> [EXTRACT TO READ]
# # #

Hospitals are strengthening their commitment to offering healthy food choices, with more than 400 hospitals joining the Partnership for a Healthier America (PHA), USA Today reported.
The hospitals pledge to use nutrition labeling and healthy food marketing, eliminate deep fat fryers and offer more fruits and vegetables, among other improvements.
The new participating hospitals use Morrison Healthcare Food Services, which projects 60 percent of its hospital clients will meet the health standards by 2017, the PHA announced yesterday.
Meanwhile, Truman Medical Centers in Missouri is taking an innovative approach to providing nutritious food by opening its own grocery store, the two-hospital health system announced yesterday.
Since the hospital is located in what some dub a "food desert," the new store will give residents access to healthier food options, according to the Associated Press.
The hospital also hopes the grocery store will lower the community's rates of diabetes, hypertension, congestive heart failure and obesity.

# # #

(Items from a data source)
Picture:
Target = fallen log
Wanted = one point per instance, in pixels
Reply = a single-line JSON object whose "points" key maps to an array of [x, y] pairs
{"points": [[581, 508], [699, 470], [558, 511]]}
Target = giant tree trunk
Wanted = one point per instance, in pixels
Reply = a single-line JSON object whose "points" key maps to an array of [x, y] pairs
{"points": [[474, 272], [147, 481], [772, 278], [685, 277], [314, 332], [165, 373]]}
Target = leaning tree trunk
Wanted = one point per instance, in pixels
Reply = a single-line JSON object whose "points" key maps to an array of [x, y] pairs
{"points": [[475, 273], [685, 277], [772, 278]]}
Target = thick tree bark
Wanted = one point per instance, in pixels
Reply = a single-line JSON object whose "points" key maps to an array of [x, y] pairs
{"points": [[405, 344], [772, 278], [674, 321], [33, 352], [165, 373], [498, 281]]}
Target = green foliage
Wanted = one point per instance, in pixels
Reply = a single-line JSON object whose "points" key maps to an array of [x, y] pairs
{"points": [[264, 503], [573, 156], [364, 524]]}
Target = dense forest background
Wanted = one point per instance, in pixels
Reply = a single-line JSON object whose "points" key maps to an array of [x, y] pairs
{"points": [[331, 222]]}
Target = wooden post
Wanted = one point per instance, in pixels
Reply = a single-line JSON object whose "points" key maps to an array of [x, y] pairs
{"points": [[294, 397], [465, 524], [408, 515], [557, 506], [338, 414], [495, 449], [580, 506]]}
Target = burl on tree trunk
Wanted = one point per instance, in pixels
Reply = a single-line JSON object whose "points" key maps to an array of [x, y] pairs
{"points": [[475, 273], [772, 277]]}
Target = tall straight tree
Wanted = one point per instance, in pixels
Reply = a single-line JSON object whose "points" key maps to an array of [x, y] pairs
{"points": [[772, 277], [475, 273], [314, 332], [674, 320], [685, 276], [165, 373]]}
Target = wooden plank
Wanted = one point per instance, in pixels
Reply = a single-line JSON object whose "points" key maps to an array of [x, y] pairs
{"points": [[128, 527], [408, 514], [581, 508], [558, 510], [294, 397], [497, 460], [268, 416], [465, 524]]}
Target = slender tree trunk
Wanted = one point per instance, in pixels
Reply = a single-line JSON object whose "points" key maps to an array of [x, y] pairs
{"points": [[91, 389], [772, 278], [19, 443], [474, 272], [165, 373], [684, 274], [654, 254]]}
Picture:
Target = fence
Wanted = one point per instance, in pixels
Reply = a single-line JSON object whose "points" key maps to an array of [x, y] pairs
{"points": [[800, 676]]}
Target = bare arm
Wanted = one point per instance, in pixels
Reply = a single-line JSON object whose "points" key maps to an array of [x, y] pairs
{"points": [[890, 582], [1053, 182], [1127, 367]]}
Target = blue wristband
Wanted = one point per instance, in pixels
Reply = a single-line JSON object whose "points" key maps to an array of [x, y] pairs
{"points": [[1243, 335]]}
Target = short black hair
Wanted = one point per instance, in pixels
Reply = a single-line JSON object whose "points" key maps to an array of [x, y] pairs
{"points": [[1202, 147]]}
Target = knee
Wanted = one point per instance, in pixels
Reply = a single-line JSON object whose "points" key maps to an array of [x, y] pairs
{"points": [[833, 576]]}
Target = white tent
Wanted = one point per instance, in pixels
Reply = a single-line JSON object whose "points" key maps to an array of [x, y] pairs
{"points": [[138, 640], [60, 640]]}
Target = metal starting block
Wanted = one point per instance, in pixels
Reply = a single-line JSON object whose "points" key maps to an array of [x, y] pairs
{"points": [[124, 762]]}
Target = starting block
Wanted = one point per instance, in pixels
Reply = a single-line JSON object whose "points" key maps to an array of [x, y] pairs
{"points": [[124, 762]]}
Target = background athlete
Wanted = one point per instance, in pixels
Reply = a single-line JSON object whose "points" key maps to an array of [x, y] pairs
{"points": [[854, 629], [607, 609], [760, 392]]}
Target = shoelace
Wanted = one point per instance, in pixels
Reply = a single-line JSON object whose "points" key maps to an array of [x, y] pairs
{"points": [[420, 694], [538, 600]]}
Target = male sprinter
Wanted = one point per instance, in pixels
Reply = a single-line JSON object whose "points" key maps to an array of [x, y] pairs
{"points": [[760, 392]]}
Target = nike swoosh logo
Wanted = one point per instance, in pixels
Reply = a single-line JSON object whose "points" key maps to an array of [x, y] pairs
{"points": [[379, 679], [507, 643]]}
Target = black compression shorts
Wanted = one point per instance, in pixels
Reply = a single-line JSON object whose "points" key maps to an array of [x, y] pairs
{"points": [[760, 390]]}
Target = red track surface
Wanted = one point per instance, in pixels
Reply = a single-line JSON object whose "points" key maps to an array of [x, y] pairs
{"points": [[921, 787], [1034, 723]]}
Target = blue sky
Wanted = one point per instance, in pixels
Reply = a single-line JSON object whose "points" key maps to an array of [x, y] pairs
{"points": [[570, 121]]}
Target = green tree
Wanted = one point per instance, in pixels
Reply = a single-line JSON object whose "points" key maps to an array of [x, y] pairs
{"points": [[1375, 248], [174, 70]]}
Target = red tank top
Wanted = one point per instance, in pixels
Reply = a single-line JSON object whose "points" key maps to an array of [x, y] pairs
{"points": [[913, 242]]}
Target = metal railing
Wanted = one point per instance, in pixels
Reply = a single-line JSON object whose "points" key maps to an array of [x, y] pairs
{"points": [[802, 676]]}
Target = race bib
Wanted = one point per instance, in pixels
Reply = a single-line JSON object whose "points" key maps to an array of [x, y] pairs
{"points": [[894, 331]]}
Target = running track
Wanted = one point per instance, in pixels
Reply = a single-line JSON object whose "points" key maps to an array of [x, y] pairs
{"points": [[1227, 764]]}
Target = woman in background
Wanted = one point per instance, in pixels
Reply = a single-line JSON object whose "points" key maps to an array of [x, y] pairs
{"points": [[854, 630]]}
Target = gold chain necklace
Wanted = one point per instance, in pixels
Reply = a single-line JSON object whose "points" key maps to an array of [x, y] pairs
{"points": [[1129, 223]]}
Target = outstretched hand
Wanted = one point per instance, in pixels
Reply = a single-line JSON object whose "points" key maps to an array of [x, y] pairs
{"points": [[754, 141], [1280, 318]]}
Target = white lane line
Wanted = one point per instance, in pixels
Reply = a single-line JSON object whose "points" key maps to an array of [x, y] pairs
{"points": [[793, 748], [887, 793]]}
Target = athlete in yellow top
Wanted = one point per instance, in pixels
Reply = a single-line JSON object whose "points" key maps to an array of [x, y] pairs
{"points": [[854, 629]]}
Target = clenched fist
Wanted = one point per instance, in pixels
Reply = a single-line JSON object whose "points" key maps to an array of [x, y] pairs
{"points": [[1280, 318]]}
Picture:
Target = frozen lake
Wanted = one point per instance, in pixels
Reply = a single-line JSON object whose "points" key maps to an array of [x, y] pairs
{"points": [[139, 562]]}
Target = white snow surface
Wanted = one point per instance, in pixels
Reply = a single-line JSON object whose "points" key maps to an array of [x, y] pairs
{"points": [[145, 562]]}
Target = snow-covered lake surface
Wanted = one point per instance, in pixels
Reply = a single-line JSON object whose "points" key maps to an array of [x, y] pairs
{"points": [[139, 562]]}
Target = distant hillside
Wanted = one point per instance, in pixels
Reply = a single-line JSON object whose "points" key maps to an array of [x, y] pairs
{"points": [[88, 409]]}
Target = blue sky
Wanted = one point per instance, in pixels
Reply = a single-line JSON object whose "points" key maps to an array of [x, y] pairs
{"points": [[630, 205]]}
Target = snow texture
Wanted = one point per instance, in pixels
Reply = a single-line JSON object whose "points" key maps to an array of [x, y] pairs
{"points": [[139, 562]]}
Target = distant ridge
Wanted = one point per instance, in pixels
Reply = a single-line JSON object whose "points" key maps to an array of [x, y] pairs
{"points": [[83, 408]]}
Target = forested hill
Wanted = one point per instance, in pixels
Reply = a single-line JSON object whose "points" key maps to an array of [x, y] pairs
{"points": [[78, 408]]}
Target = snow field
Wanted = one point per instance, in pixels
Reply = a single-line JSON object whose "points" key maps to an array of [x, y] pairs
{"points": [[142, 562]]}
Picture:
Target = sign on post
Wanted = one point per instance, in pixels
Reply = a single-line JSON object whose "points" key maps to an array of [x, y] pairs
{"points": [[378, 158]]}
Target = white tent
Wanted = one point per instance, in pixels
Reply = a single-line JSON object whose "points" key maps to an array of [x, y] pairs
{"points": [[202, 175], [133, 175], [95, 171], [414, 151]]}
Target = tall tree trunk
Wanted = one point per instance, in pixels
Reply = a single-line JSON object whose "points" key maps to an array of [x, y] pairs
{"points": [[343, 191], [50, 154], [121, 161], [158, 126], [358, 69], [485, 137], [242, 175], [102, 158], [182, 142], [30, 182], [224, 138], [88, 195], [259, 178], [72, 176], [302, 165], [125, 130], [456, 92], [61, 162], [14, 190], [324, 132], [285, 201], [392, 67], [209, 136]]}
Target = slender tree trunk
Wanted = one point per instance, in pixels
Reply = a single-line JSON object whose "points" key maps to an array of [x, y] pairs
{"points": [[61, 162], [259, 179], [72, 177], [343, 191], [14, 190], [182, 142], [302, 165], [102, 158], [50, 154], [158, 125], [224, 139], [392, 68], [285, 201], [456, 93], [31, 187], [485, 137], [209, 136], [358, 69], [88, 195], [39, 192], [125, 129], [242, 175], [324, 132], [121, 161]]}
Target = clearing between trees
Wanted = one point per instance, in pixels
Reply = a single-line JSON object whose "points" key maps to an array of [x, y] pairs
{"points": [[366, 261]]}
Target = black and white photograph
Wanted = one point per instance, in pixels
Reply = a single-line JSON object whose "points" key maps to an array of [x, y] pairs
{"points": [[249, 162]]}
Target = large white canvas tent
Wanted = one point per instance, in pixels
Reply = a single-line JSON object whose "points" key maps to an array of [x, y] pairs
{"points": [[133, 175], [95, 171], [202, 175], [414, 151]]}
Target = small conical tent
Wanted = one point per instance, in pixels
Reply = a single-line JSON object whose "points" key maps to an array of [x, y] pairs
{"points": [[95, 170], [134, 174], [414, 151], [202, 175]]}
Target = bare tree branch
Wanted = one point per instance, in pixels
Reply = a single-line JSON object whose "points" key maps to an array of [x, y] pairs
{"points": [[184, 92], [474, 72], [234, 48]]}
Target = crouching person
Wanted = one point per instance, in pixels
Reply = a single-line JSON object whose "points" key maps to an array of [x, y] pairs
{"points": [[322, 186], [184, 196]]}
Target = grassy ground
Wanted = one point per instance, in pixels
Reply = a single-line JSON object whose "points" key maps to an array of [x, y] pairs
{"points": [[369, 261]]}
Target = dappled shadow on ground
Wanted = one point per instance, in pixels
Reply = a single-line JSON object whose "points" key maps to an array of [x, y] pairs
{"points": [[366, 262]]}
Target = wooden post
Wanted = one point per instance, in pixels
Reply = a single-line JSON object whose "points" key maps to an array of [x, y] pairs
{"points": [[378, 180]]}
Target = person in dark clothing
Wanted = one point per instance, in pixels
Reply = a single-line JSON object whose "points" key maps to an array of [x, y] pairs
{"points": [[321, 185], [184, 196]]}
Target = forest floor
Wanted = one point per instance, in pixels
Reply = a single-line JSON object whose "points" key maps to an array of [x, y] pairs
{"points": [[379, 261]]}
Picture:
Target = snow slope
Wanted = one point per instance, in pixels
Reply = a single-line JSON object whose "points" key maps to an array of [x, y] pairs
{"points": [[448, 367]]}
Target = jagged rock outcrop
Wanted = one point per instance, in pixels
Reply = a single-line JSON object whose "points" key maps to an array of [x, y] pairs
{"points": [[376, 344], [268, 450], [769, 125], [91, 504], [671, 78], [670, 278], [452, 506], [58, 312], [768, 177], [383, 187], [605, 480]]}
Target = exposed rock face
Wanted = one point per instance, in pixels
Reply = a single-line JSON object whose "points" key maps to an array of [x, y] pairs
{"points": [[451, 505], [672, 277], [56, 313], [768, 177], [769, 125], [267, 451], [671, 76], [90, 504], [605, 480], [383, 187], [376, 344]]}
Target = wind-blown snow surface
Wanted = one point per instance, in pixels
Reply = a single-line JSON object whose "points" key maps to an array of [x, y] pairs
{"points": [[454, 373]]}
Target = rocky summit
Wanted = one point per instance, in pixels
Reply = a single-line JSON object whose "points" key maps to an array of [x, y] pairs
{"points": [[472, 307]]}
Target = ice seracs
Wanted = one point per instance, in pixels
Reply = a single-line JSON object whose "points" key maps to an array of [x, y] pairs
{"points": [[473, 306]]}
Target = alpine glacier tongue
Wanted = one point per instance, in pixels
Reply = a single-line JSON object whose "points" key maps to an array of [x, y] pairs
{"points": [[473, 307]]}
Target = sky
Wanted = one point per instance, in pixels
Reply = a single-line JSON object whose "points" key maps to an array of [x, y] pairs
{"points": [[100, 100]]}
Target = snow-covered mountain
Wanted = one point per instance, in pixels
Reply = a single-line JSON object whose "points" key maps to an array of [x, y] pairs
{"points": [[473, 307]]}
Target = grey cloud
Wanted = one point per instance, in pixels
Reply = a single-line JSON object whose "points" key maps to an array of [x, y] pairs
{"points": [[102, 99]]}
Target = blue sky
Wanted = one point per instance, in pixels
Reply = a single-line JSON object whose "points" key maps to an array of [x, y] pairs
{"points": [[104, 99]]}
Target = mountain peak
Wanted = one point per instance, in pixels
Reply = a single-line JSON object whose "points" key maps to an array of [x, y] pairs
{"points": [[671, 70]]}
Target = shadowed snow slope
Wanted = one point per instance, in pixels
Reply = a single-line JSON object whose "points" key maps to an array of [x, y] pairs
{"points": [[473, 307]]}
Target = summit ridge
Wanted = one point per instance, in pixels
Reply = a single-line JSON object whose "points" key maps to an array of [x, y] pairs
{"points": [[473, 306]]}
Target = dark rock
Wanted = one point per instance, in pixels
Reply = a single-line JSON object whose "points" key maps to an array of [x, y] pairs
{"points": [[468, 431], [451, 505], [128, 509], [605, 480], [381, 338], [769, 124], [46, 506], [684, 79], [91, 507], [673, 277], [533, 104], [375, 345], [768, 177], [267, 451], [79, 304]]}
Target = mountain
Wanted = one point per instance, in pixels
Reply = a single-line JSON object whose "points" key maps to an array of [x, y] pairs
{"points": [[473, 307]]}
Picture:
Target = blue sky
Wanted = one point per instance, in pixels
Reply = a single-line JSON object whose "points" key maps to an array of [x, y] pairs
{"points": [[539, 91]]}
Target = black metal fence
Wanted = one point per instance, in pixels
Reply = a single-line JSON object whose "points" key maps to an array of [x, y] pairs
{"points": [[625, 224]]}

# # #

> [ACTIVITY LIST]
1. Answer these from the passage on hospital food:
(a) How many hospitals joined the Partnership for a Healthier America?
(b) What share of its hospital clients does Morrison Healthcare Food Services project will meet the health standards by 2017?
(c) In which state is Truman Medical Centers located?
2. Extend the passage on hospital food with a few sentences that pick up after its final sentence, keeping the same neutral news style.

> [SET OF ANSWERS]
1.
(a) More than 400 hospitals.
(b) 60 percent.
(c) Missouri.

2.
"A secondary benefit to the community will be the micro-economy that it generates by interfacing with local businesses and the creation of local jobs," TMC President and CEO John W. Bluford said in a statement.
But a healthier hospital and healthcare community requires more than simply implementing new standards and more nutritious options.
To keep the momentum going, Medical University of (Charleston) South Carolina conducts quarterly audits of the food services "to make sure that we sustain this so that we didn't just do this one time and that it would fall off," Susan L. Johnson of the employee wellness program told FierceHealthcare.
MUSC also trains food service workers to ensure the food is prepared and served in a healthy way, she noted.